+++ Records to use +++

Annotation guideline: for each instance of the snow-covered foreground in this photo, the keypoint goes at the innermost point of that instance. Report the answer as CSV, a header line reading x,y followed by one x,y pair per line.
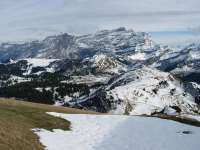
x,y
106,132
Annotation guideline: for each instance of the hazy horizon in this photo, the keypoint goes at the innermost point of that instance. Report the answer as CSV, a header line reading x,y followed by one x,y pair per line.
x,y
168,21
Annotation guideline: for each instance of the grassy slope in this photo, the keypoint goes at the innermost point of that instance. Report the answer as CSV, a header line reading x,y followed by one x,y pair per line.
x,y
17,118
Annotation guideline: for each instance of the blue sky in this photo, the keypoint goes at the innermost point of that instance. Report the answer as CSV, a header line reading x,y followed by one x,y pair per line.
x,y
169,21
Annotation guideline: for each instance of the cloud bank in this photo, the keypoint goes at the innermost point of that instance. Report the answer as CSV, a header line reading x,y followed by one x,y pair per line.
x,y
35,19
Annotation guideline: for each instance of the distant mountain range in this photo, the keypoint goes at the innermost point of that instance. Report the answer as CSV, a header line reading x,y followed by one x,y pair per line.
x,y
118,71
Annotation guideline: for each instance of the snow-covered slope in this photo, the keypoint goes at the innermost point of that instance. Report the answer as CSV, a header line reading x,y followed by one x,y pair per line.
x,y
104,132
149,91
118,41
117,71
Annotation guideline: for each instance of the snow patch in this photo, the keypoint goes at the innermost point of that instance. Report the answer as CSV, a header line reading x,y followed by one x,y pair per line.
x,y
105,132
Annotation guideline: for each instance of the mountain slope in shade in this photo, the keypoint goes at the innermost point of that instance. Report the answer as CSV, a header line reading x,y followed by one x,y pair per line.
x,y
118,71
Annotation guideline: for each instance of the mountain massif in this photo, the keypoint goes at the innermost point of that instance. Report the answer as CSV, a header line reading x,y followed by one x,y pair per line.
x,y
117,71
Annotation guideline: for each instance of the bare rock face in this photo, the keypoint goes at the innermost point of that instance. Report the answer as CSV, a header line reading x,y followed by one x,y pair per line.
x,y
118,71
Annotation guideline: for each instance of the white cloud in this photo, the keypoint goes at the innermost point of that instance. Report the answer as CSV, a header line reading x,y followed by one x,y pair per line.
x,y
29,19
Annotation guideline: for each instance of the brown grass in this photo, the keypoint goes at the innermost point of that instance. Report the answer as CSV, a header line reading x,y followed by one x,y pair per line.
x,y
17,118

+++

▶ **Aim of the exercise**
Reproduce the lines word for word, starting at the one holding "Annotation guideline: for each instance of the brown" and ending at the final line of the material above.

▶ **Final answer**
Annotation guideline: for each instance of the brown grass in this photo, the keypoint goes at the innermost point of that instance. Report the answer as CSV, a header line reading x,y followed by one x,y pair per line.
x,y
17,118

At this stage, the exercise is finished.